**WHAT THE TASK ASKS**
Within the entries below, find every line that has the string "cuff", then copy it.

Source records
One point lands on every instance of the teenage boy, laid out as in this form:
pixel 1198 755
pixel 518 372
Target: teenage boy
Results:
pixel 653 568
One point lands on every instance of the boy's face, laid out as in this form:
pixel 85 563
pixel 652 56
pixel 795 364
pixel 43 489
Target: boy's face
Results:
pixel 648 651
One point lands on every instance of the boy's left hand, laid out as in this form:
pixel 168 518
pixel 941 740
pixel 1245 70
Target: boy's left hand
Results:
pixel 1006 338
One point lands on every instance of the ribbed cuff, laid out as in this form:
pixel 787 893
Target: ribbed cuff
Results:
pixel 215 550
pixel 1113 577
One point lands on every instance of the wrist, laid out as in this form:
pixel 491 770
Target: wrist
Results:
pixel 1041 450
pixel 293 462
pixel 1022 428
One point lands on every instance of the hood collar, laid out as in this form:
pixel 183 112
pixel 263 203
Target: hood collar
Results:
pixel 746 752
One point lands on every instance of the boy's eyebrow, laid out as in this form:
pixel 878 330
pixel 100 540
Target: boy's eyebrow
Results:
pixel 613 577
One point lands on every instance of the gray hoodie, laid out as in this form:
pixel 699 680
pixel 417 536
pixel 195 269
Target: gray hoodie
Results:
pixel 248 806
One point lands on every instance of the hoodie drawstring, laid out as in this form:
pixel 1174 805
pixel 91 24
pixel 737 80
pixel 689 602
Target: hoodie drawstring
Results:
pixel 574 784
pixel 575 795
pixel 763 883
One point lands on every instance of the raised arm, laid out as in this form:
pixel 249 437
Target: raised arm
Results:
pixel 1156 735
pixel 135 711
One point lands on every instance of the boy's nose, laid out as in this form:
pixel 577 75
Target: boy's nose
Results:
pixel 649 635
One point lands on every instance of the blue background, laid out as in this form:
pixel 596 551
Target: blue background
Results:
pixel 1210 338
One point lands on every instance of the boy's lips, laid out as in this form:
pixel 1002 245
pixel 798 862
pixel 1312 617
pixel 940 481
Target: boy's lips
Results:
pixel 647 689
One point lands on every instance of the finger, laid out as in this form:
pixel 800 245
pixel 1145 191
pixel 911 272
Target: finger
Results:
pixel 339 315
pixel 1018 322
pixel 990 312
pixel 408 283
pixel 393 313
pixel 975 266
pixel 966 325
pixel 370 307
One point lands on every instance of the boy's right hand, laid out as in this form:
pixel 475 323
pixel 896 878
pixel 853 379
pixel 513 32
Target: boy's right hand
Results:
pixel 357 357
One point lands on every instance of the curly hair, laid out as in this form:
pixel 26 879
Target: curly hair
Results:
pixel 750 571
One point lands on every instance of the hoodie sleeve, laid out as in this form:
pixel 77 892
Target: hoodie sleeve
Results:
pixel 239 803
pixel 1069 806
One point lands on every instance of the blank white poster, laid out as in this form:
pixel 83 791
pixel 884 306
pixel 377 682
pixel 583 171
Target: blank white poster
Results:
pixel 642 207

**WRITTEN SOLUTION**
One point lands on every instance of the ribbed cuff, laid out as in this form:
Target: ribbed cuff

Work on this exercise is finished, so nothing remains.